**Prompt**
Every entry that follows should be written out again exactly.

**Data provided**
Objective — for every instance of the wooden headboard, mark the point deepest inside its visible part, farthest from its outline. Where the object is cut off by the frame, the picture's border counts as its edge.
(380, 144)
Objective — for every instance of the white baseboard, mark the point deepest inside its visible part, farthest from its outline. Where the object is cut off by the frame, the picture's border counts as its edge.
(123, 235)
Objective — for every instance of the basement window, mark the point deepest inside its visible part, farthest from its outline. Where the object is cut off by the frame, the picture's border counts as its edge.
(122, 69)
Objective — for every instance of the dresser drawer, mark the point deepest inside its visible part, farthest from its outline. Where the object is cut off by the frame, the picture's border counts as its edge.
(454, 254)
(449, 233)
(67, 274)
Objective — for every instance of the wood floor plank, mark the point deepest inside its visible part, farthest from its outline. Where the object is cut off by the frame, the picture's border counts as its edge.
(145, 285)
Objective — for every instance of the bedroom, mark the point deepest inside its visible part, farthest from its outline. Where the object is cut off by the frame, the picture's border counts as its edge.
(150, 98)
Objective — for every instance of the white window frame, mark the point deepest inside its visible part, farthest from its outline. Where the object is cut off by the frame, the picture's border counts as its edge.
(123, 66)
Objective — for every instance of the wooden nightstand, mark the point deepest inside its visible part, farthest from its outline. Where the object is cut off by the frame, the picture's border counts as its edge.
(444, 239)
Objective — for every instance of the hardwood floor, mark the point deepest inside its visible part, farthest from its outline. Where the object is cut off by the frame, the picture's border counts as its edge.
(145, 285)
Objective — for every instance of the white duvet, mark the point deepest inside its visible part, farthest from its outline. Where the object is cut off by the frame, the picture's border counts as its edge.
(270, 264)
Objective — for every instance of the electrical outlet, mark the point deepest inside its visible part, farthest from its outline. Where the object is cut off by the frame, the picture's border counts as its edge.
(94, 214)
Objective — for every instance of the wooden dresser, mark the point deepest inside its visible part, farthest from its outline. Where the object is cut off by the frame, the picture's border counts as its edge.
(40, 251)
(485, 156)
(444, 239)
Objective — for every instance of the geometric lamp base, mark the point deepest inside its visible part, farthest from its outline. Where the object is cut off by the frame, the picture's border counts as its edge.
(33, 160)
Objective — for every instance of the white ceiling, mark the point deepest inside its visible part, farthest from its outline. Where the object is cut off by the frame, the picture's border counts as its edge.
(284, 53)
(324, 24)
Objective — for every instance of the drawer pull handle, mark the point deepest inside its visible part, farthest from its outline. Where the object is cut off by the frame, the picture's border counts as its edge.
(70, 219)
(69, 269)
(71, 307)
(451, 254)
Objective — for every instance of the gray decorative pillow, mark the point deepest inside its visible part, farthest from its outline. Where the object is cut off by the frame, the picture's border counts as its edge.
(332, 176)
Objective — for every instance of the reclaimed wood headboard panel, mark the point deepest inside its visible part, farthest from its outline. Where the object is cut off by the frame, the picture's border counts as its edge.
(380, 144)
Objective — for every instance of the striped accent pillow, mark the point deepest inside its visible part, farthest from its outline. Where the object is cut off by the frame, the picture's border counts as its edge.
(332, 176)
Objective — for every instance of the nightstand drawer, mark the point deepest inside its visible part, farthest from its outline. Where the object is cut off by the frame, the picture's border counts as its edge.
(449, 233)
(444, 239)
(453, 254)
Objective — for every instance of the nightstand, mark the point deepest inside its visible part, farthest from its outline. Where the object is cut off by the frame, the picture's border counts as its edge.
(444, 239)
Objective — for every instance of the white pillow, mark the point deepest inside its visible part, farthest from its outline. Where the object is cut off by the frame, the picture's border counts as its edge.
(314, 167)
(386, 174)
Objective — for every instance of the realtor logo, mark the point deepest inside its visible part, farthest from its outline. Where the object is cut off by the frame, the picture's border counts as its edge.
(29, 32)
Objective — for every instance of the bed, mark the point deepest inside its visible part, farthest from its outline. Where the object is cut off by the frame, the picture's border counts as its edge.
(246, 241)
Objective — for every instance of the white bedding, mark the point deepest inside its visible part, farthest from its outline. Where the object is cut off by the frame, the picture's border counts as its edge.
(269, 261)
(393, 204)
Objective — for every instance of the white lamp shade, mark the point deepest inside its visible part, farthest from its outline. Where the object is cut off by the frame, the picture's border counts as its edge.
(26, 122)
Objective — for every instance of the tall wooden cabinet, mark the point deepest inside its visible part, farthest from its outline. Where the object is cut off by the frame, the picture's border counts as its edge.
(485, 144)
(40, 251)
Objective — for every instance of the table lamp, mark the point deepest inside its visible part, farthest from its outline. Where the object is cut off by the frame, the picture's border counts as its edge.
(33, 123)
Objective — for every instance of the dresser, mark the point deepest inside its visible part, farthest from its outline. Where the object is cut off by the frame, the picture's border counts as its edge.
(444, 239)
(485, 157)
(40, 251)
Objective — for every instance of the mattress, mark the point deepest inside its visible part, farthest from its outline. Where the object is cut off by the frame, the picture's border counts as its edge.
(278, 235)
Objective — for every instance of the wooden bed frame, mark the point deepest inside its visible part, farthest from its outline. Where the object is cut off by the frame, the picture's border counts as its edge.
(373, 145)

**Finished task**
Objective — for every instance of the wooden headboard, mark the point deepest inside its visible part, farthest from its outline. Where the object is cut off by the frame, the picture's border counts as its edge.
(380, 144)
Objective — for every instance of the white baseboard, mark the point deepest inside its visible part, farthest from its outline. Where the object is cut off by the frame, the picture's border counts as its edge.
(123, 235)
Objective — for every instance of the basement window, mark the point deepest inside its visible part, farthest from its outline. Where the object is cut off by the frame, the picture's border counts as its edge.
(122, 69)
Objective — for every instance of the dresser drawer, mark the point deepest inside its visible part, farthest from its outline. Where the object is cut off by the frame, the picture's border counts as its edge.
(454, 254)
(449, 233)
(67, 274)
Objective — for every instance of the wood floor plank, mark the point deepest inside its visible part, farthest from its outline. Where the object is cut off by the frame, the picture's border counts as its edge.
(145, 285)
Objective — for every instance of the bedroom, mark the point deepest inside its visible part, farthest from its outline. Where the object is cut off by the frame, the picture's border counts as its edge.
(150, 98)
Objective — for every instance of the white window frame, mark the point deepest inside its visible part, farthest from its outline. Where the object is cut off by the frame, the picture's border counts as its edge.
(123, 66)
Objective — for every instance of the wooden nightstand, mark the point deepest inside its visible part, farthest from its outline. Where the object is cut off by the frame, the picture's border counts as its edge.
(444, 239)
Objective — for every instance of the hardwood floor, mark the point deepest inside its visible part, farthest from its outline. Where the object is cut off by the frame, the picture's border counts as its edge.
(145, 285)
Objective — for every instance of the white duvet, mark the point deepest inside its visible part, farthest from its outline. Where the object is cut off by the frame, the picture's border counts as its edge.
(270, 264)
Objective — for every instance of the electrical outlet, mark the point deepest inside its visible part, farthest from its outline. Where the object is cut off by the frame, the picture's border counts as its edge.
(94, 214)
Objective — for every instance of the wooden dresser, mark the point deepest inside its visible part, farthest from its outline. Where the object is cut off by the frame, the picture's border counts as its edge.
(40, 251)
(485, 156)
(444, 239)
Objective — for every instance of the geometric lamp base, mark the point deepest inside its visible part, farthest from its outline. Where the object is cut off by the frame, the picture's border counts as its edge.
(33, 160)
Objective — for every instance of the white ceiling, mark the point deepest inside its visible part, farthest from its outline. Where the object is cut off by the frame, the picture's border counts as its edge.
(284, 53)
(324, 24)
Objective — for every instance of the drawer pull handle, mark the point deepest inside its visible part, farthest from its outline. Where the object is cut off by the frame, the picture's border counts as its edge.
(70, 219)
(69, 269)
(71, 307)
(451, 254)
Objective — for every instance of the gray decorative pillow, mark the point deepest inside its visible part, farthest from its outline. Where the object is cut off by the frame, the picture's border counts as its edge.
(332, 176)
Objective — for every instance of the reclaimed wood headboard panel, mark the point deepest inside its visible part, farthest from its outline. Where the object is cut off by the frame, the picture's border counts as its edge.
(380, 144)
Objective — for every instance of the striped accent pillow, mark the point deepest inside its visible part, farthest from its outline. Where the object is cut off by the frame, the picture's border counts as its edge.
(332, 176)
Objective — for every instance of the nightstand drawer, mark the point deepest inside its visible part, farthest from its outline. Where the object is cut off by the frame, the picture's border counts as its edge.
(449, 233)
(444, 239)
(453, 254)
Objective — for every instance of the nightstand, mark the point deepest inside its visible part, farthest from its outline. Where the object is cut off by the frame, the picture's border counts as its edge.
(444, 239)
Objective — for every instance of the white pillow, mark the point deepest inside its visible part, farthest from its outline. Where the object is cut off by the frame, the picture's border counts as its edge.
(314, 167)
(386, 174)
Objective — for every instance of the realtor logo, mark the point deepest inside its visible part, farthest from its outline. Where the object is cut off by the frame, the picture's border counts as its edge.
(29, 32)
Objective — for every instance of the bed, mark the point deepest inside its visible part, farthest from its outline. Where the object is cut off by the frame, the picture's border counts as its edge.
(246, 241)
Objective — for every instance of the white bedding, mark the point deepest inside its visible part, farthest from its outline. Where the object is cut off by the frame, the picture's border counts as its edge.
(269, 261)
(393, 204)
Objective — for every instance of the white lamp shade, mark the point deepest inside its visible part, farthest from its outline. Where the object is cut off by the frame, the picture's border counts as its edge.
(26, 122)
Objective — for every instance of the tall wooden cabinet, mark the point deepest inside its visible part, farthest from its outline. Where the object is cut off by the frame, the picture's border counts as its edge.
(485, 144)
(40, 251)
Objective — for every instance of the table lamp, mark the point deepest inside its visible part, farthest from its outline. Where the object is cut off by the frame, the picture's border counts as its edge.
(33, 123)
Objective — for every instance of the dresser, mark the point deepest inside its visible part, farthest from its outline. Where the object is cut off by the frame, the picture's border counts as its edge.
(444, 239)
(485, 157)
(40, 251)
Objective — for every instance of the mattress, mark the point deepest inside its visible part, farthest from its outline. Where the object is cut off by the frame, the picture's border counts as its edge.
(278, 235)
Objective — for every instance of the wooden bed frame, mark the point deepest inside its visible part, farthest from its outline. Where the object is cut off by the frame, the picture's border counts as its edge.
(373, 145)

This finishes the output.